Everything's up-to-date in Kansas City

What can we learn from Kansas City ? Mostly that it's not in Kansas which totally surprised me. After we changed buses onto the manky but cool one (in terms of temperature), we continued on through actual Kansas through Topeka and Lawrence before our driver Annie retired to go to bed. This was fortunate as most of the coach might have died from laughter if she had continued on the bus any longer. I have spoken about greyhound drivers before. They all have things they have to say but all like to be distinctive about their performance of these lines. There are a few basic rules about traveling on the bus. You don't smoke on board. You don't drink alcoholic beverages inboard. You don't partake in illegal drugs on board. You don't speak loudly and you don't use personal audio devices without headphones (and if the driver can hear it then it's too loud). On the journey between Richmond and Nashville we had to get off the bus at 5am to allow it to be swept through. Shortly before we arrived in Knoxville Tennessee our driver turned on the mic and started singing Smooth Operator which was a bit weird and creepy at first but was actually quite charming and a slow and gentle way to wake us all up.

Joining the bus in St. louis, Funky driver Annie was very proud of her re-worked script and rapped it eloquently often repeating it a number of times at each station. We would shortly be driving through Kansas and it might get windy and blow the bus a bit but not to worry, she wasn't asleep and she had it "all . . . . .locked . . . . . Down". Or the other one was the basic rule that if you wanted to smoke, you wanted to walk. And again she would repeat everything at least three times before leaving us to our own devices. By Salinas Kansas, when Annie was leaving us, the back of the bus had become increasingly giddy with loud guffaws on the "all locked down" line. Her speech was the same in salinas but it had slowed down considerably. She sounded tired and we were not altogether upset she was getting to go home either.

Rod's colleague in Richmond had pointed out that the Midwest was the main reason God had invented planes and my brother Luke had pointed out that while it might be nice to see sights along the way, the same sight after 8 hours might prove a bit boring. Both comments were valid. Bill and Mary who met in Topeka Kansas told me much the same thing. Kansas was certainly very flat and had a lot of nothingness to it and it was very nice that a lot of it was passed overnight.

I don't think we're in Kansas anymore

I had two options at Denver bus station and with a half-hour changeover didn't have enough time to do both

1) get some breakfast
2) Check that all was ok to use my discovery pass between Ontario and Bend Oregon

I decided that the latter option was prudent, particularly as the Bend / Seattle conundrum had not been satisfactorily solved yet. This dilemma involved my trip to Bend to see a cousin of Scott's who is also a Unitarian minister and is also living with another Unitarian minister. Both have expressed an enjoyment of my music and I thought maybe there might be an opportunity to play at another UU service. Having made contact with Cathy and Heather, Heather said yes, she'd love me to play at her service. By the time we reached St. Louis, I had done some research and realized I was not going to be able to stay long enough to play at the service. So i needed to work out which bus was going to work to get me to seattle on sunday. I also wasn't convinced I was going to make all my connections or, for that matter, that my discovery pass would be taken on the last leg from Ontario. So much as I was excited about meeting new people, it seemed a long way to go for less than the 20 hours my schedule gave me there particularly as I now had three or four less than before (and missing church). I had made tentative enquiries with Stephen Phayre about coming straight to Seattle and leaving Oregon out altogether but, having forsaken breakfast and got a satisfactory answer from greyhound about the discovery pass, I decided to go to Bend as originally planned.

● ● ●

- TASK STATEMENT
In the bus travel account, what song did the driver sing over the mic shortly before arriving in Knoxville, Tennessee? The listing has nothing to do with this.

- DATASET
● ● ●

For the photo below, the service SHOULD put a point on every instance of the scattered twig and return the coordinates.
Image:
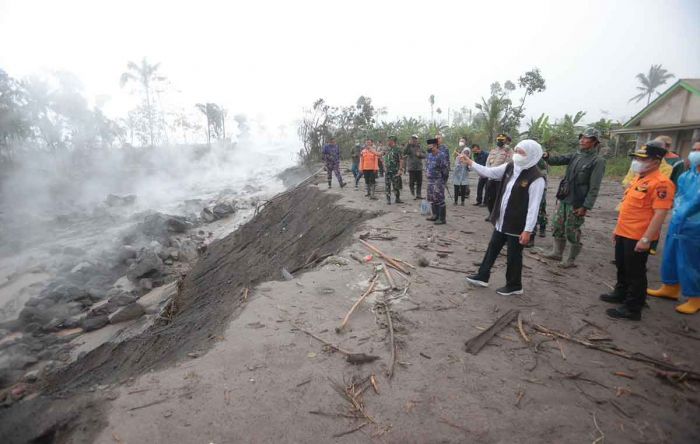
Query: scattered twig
(520, 395)
(338, 435)
(356, 304)
(160, 401)
(456, 270)
(475, 344)
(387, 273)
(624, 375)
(390, 326)
(601, 437)
(522, 330)
(351, 357)
(636, 356)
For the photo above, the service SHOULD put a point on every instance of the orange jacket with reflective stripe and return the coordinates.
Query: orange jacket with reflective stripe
(369, 161)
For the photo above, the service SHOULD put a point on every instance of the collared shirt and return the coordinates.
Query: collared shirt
(331, 153)
(414, 157)
(460, 175)
(438, 166)
(653, 191)
(499, 156)
(392, 160)
(534, 194)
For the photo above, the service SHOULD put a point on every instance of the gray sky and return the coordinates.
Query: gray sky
(272, 58)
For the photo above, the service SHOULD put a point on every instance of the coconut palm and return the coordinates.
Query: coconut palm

● ● ●

- FINISHED EXERCISE
Smooth Operator